__Required task__. Convert everything from the start of the data down to the line containing "(257, 248), (270, 254)" into a two-column CSV with the headers input and output. Give one row per entry, with its text under input and its answer under output, each as a single quoted field and with line breaks replaced by spaces.

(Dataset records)
++++++++++

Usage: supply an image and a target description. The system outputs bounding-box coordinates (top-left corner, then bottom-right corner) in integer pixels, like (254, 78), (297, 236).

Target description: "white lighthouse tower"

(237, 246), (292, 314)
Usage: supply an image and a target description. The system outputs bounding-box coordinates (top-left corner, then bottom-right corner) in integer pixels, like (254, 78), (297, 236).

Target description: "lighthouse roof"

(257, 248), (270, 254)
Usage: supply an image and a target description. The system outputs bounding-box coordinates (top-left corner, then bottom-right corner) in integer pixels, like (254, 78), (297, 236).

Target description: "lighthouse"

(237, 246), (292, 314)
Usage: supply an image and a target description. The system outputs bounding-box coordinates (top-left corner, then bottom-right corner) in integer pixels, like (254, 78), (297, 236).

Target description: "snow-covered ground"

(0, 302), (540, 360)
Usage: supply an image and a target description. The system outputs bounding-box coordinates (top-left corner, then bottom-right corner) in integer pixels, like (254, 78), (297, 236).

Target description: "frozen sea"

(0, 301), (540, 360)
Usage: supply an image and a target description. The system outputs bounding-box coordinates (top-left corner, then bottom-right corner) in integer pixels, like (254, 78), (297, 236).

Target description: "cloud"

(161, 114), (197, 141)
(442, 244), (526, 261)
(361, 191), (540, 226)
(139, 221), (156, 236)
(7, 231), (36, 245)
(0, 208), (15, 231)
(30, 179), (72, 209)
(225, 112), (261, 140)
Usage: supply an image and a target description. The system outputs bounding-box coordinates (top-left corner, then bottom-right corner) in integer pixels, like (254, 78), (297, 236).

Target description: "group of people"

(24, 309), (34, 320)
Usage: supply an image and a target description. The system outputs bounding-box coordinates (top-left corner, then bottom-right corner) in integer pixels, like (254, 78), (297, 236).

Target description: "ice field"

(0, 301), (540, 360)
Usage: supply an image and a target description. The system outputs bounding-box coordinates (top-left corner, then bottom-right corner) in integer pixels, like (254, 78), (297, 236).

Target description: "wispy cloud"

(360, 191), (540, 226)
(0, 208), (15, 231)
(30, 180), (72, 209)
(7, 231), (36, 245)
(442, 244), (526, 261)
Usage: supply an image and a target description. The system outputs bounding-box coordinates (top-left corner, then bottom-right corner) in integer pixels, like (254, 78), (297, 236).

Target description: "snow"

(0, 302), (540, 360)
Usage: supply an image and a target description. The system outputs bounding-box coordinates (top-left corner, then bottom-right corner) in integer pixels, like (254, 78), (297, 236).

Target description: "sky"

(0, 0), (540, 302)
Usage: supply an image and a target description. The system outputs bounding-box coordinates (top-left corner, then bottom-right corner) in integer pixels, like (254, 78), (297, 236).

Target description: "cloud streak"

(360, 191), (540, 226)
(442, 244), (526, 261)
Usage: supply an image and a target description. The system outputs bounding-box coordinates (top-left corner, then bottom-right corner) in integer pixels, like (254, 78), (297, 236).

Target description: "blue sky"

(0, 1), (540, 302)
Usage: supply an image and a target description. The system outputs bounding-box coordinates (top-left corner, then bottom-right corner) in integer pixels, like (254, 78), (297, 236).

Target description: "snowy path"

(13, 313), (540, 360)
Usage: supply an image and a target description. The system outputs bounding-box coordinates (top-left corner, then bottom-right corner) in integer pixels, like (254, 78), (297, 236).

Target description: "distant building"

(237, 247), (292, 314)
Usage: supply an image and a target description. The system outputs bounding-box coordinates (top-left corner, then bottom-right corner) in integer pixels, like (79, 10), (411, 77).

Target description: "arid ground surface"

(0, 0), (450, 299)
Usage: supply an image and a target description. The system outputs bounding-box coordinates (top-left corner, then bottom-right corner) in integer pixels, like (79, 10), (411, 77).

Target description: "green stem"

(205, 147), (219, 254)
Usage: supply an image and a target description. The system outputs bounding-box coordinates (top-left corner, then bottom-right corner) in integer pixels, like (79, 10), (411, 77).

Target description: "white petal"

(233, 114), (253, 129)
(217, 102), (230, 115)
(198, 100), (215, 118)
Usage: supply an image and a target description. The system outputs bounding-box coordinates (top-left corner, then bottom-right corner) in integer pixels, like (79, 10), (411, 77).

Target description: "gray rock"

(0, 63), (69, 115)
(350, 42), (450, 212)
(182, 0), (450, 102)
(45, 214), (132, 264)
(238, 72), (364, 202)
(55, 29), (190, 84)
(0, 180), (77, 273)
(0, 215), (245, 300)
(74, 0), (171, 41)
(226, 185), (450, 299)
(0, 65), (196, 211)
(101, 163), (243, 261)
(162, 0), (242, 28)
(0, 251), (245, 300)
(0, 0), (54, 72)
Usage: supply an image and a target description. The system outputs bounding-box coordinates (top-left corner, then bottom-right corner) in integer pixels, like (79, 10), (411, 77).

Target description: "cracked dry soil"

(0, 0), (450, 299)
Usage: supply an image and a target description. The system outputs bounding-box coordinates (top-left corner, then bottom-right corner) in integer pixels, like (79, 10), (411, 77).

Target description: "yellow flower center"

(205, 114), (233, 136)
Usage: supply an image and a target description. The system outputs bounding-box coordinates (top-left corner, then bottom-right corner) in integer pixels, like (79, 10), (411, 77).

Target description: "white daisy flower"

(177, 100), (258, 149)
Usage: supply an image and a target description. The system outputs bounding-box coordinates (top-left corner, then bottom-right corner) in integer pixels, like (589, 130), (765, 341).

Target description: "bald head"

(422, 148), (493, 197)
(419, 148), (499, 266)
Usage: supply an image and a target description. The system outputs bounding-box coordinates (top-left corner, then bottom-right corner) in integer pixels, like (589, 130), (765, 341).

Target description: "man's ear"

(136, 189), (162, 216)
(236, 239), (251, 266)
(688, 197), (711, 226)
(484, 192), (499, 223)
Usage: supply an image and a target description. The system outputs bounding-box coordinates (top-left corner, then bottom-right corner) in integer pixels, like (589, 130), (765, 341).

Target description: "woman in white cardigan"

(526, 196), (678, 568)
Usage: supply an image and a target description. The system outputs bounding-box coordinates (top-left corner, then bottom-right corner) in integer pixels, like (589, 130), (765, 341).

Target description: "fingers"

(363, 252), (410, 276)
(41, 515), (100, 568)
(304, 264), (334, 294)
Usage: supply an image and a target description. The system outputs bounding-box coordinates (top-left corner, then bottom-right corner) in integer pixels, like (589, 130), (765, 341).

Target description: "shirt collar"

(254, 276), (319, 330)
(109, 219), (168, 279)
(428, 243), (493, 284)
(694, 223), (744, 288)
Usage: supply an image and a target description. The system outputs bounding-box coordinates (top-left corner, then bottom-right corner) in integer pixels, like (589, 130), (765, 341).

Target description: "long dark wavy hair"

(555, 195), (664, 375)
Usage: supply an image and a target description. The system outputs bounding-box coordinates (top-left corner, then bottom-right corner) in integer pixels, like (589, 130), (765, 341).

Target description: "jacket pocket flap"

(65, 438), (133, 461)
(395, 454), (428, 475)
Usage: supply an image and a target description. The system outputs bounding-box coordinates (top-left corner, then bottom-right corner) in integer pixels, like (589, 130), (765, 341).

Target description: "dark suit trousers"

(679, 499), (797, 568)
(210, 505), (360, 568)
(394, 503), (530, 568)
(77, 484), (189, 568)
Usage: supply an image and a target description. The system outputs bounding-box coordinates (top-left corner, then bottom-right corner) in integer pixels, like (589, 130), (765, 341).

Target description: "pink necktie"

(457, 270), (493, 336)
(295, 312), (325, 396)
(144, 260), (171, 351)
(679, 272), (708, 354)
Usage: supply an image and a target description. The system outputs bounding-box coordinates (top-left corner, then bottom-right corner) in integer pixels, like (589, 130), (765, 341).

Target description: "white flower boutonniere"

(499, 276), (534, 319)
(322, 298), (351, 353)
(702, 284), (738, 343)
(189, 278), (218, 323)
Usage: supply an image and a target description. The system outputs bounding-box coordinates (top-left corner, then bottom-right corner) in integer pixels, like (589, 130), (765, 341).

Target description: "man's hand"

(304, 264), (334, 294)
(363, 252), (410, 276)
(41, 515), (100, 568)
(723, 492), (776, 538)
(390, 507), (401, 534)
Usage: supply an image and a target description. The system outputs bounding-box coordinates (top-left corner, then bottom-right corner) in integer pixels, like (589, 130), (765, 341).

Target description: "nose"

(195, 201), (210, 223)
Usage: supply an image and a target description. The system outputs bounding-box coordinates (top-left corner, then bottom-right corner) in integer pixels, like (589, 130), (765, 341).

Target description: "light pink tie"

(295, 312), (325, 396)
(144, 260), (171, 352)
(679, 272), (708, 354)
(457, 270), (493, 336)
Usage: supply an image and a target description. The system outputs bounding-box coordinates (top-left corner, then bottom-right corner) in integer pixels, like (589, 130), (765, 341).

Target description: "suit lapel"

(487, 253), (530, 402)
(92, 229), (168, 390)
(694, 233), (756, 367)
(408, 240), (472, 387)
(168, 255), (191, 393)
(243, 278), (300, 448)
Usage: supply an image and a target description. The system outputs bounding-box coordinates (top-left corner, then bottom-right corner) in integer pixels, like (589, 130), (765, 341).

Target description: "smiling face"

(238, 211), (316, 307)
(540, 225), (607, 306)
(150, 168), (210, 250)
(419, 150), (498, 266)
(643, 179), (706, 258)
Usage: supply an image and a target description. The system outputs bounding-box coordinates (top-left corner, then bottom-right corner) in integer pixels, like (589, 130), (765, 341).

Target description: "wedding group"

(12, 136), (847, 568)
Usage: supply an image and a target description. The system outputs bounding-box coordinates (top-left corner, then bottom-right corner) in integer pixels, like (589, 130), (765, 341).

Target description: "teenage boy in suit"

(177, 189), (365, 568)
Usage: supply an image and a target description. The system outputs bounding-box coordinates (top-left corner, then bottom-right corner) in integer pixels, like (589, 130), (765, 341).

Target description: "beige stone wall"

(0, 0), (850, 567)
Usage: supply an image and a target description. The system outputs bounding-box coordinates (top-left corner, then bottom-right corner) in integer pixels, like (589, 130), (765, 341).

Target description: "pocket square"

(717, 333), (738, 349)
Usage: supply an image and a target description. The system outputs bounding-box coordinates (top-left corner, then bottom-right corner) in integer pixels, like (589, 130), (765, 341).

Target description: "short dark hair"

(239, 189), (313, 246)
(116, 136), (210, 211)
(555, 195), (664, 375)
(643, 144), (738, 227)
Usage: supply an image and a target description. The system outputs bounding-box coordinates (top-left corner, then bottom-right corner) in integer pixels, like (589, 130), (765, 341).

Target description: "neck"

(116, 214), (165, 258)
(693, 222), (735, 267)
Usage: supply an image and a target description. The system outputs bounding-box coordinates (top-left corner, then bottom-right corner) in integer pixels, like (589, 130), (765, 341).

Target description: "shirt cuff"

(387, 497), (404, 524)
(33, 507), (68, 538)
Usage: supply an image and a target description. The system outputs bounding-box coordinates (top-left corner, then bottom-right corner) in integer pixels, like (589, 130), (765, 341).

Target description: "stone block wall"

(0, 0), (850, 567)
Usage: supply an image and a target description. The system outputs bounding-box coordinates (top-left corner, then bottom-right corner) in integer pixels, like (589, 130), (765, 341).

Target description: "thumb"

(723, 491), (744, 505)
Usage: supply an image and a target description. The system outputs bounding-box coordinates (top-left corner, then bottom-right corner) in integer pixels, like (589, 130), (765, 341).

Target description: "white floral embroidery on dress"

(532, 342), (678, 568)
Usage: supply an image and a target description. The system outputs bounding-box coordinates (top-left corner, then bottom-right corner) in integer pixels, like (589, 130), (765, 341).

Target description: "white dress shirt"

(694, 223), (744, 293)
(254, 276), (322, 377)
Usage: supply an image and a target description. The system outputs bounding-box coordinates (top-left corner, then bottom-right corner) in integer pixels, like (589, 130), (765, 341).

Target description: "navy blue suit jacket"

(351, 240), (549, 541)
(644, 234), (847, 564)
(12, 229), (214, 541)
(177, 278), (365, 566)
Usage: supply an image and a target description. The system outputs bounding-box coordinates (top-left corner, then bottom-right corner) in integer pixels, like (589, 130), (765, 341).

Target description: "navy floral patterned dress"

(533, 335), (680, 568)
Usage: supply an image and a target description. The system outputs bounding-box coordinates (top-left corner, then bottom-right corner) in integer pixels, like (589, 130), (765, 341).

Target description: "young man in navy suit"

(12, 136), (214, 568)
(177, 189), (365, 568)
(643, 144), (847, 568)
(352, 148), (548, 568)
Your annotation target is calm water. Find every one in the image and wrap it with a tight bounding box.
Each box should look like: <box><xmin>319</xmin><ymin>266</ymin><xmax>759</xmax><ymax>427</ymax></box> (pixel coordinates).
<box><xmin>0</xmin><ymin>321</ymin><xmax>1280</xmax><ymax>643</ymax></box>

++++++++++

__Written solution__.
input,output
"Usage: supply an image and a target description. The system outputs bounding-box coordinates (top-left corner, then bottom-right corner) in integer pixels, like (254, 78), (297, 236). Target description: ""white lighthouse tower""","(237, 246), (292, 314)"
"Usage: supply an image and a target description. The system outputs bounding-box coordinates (top-left corner, then bottom-right corner) in integer pixels, like (254, 78), (297, 236). Target description: ""lighthouse roof""","(257, 248), (270, 254)"